**Requirement:** Put the rows into a Markdown table with the columns No. and Line, one table row per line, starting at the line that contains "QA check: does the white wall" and ending with the last line of the rows. Leave out any blank lines.

※

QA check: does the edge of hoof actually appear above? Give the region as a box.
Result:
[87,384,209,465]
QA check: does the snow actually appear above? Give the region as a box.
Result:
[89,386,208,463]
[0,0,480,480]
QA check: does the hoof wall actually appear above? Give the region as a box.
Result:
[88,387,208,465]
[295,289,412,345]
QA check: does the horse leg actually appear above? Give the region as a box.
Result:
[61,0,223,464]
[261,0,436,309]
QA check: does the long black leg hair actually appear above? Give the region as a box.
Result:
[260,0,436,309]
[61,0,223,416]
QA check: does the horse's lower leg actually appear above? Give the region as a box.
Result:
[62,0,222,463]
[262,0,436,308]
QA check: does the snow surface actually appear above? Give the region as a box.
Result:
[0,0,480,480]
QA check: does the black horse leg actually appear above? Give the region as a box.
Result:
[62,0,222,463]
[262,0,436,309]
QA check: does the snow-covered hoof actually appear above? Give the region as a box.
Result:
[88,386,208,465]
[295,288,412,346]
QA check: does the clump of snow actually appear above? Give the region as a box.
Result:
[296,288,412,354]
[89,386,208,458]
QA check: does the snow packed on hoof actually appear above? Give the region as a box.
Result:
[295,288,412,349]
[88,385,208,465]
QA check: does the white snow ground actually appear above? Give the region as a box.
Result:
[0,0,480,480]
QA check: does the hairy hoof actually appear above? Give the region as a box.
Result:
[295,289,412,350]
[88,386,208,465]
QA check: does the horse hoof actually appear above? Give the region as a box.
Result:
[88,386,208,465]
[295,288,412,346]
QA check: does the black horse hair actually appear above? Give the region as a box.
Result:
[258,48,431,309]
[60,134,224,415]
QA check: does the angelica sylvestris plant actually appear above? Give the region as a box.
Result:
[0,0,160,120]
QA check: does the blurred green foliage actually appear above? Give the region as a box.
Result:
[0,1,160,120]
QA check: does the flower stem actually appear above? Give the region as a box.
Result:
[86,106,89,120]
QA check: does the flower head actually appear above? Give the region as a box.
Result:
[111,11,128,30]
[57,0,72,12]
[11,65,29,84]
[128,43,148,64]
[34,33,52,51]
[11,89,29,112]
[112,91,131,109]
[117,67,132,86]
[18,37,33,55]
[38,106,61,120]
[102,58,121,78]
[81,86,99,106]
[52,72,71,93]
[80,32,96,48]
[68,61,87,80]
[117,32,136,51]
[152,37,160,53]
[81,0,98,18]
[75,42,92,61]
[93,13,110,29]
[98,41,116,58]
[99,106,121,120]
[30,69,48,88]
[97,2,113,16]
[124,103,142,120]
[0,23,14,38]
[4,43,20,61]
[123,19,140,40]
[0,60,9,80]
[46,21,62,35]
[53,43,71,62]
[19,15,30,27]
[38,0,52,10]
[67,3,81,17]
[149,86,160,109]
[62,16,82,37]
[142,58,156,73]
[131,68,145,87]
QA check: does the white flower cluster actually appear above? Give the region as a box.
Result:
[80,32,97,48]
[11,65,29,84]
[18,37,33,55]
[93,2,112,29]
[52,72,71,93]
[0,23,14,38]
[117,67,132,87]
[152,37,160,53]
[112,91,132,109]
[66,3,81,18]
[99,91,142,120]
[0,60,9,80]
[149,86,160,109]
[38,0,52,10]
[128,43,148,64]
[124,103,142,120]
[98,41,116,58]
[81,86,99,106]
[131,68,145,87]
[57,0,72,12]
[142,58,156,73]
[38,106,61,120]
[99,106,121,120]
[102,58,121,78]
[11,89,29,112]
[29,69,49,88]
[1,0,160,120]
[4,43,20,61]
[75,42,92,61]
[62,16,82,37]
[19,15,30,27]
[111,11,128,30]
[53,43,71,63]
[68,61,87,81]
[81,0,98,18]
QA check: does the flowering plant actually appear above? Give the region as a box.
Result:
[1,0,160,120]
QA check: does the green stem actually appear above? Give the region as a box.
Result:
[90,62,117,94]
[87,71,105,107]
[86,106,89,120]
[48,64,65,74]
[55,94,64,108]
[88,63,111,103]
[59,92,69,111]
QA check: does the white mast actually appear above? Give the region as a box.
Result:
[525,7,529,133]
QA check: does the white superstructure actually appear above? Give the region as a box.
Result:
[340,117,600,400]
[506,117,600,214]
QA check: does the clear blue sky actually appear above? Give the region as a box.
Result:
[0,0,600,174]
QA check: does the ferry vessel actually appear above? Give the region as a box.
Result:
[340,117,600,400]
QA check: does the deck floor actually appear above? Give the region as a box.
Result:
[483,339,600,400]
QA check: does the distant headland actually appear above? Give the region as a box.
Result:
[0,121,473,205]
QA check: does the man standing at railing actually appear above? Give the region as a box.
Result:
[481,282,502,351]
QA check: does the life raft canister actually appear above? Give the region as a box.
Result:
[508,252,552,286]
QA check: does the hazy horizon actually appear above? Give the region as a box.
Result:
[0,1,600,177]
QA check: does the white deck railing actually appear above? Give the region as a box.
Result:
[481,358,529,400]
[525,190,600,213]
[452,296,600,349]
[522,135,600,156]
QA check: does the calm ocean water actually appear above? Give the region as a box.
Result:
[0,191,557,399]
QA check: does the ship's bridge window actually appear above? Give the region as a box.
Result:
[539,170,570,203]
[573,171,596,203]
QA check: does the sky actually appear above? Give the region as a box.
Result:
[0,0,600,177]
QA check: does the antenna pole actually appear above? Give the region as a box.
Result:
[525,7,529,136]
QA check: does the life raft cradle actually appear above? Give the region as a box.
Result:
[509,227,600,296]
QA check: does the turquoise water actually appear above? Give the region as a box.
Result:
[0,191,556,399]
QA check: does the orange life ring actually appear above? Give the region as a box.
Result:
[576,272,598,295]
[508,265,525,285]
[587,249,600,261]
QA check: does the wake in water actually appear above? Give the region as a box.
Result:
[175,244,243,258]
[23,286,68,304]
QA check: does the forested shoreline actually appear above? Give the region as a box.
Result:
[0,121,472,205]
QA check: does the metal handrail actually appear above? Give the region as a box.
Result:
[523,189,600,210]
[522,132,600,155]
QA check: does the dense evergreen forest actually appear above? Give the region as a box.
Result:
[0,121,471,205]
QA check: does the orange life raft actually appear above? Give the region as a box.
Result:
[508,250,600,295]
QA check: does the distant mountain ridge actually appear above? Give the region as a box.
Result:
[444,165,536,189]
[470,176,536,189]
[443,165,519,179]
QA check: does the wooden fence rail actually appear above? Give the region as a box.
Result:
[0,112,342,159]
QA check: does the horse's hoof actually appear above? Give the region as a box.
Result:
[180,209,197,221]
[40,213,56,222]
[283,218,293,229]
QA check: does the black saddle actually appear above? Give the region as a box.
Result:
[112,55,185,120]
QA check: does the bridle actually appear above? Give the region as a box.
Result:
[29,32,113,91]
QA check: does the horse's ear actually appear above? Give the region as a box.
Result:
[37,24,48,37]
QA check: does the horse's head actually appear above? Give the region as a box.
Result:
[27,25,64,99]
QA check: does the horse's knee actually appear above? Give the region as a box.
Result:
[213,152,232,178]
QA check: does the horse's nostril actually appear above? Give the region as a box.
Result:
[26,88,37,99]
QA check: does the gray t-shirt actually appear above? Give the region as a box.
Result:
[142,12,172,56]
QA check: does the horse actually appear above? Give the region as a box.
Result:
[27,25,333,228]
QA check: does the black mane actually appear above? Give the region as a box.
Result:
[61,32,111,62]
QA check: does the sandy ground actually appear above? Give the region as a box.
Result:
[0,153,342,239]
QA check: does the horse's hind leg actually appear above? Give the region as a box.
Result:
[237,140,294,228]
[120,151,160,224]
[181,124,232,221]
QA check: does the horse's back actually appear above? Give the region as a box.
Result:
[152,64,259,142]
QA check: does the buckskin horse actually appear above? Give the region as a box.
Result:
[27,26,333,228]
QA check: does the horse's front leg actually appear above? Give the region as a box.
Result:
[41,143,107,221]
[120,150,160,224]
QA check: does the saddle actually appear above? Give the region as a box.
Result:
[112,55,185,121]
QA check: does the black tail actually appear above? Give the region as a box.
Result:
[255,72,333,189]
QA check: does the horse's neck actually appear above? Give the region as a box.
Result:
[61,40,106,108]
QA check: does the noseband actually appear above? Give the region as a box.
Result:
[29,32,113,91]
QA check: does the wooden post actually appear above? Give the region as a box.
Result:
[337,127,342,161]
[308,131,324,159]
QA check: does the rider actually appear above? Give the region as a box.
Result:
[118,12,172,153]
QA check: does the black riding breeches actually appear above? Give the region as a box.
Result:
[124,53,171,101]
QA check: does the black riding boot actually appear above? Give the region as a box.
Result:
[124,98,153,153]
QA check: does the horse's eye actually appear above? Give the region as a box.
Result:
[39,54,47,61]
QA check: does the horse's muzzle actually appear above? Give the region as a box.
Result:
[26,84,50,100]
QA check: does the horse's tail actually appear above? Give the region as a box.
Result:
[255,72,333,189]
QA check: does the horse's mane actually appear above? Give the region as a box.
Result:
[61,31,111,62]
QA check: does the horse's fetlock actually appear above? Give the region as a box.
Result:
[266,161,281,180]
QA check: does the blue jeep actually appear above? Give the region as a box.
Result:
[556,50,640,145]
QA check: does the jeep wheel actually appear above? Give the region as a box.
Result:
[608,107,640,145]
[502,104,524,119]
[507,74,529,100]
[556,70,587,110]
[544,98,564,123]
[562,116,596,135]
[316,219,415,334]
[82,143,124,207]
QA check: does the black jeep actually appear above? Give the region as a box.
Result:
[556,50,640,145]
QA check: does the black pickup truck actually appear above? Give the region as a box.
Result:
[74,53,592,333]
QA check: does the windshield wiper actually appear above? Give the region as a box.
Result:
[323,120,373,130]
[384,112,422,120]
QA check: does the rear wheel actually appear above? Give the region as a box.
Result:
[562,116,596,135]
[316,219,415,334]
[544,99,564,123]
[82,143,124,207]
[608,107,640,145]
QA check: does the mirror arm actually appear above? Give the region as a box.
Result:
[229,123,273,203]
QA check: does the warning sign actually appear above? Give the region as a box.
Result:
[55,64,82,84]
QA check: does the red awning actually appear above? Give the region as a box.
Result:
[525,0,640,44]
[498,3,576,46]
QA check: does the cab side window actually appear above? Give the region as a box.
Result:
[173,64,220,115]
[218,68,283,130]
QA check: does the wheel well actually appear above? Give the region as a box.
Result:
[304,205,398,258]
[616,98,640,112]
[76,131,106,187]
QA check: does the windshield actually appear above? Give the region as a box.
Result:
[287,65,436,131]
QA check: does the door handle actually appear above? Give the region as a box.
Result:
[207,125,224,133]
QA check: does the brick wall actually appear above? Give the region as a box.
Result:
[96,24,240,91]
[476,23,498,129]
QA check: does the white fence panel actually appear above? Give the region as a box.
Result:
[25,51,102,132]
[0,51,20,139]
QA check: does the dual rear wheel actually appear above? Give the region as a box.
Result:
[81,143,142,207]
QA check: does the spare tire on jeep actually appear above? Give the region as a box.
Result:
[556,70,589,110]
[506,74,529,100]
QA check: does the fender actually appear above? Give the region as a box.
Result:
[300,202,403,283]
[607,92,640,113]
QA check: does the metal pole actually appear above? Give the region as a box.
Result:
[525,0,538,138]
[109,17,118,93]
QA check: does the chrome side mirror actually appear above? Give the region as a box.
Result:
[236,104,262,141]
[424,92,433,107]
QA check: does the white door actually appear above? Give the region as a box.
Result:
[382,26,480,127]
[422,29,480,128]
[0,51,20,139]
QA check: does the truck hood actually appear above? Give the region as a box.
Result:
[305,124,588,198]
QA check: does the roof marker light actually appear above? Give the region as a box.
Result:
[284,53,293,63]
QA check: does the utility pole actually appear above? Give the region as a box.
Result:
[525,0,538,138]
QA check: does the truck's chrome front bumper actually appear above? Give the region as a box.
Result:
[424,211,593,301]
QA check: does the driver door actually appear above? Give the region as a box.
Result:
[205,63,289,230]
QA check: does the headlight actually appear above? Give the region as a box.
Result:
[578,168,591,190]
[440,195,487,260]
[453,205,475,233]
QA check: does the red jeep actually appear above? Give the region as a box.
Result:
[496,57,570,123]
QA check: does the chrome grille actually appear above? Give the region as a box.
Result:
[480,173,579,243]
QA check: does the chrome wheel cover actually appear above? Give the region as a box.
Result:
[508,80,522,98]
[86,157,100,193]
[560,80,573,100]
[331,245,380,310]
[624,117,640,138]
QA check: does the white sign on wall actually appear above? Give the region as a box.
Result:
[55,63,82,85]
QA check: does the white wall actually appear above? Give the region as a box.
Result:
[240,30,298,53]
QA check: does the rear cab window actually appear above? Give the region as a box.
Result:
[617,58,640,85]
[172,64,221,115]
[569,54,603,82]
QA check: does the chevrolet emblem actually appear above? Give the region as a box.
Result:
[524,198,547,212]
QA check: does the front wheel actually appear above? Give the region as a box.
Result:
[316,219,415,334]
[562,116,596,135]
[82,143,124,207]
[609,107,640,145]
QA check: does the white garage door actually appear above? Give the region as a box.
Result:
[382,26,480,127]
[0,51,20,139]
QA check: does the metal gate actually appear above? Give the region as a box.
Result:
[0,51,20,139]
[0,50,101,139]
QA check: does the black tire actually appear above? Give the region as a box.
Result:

※

**Answer to this task:**
| No. | Line |
|---|---|
| 1 | QA check: does the white wall actually appear above? Give the region as a box. |
| 2 | Result: |
| 3 | [240,30,298,53] |
| 4 | QA check: does the rear cab window actually appear above? Give the region as a box. |
| 5 | Result: |
| 6 | [617,58,640,85] |
| 7 | [172,64,221,115] |
| 8 | [569,54,603,82] |
| 9 | QA check: does the chevrolet emblem actually appear above? Give the region as a box. |
| 10 | Result: |
| 11 | [524,198,547,212] |
| 12 | QA check: does the front wheel actually appear above? Give the region as a box. |
| 13 | Result: |
| 14 | [316,219,415,334] |
| 15 | [562,116,596,135] |
| 16 | [82,143,124,207] |
| 17 | [609,107,640,145] |
| 18 | QA check: does the white garage door actually appear above? Give the region as a box. |
| 19 | Result: |
| 20 | [382,26,480,127] |
| 21 | [0,51,20,139] |
| 22 | QA check: does the metal gate actually appear above? Give the region as a box. |
| 23 | Result: |
| 24 | [0,51,20,139] |
| 25 | [0,50,101,139] |
| 26 | QA check: does the black tire actually appear above? Give the region as a box. |
| 27 | Result: |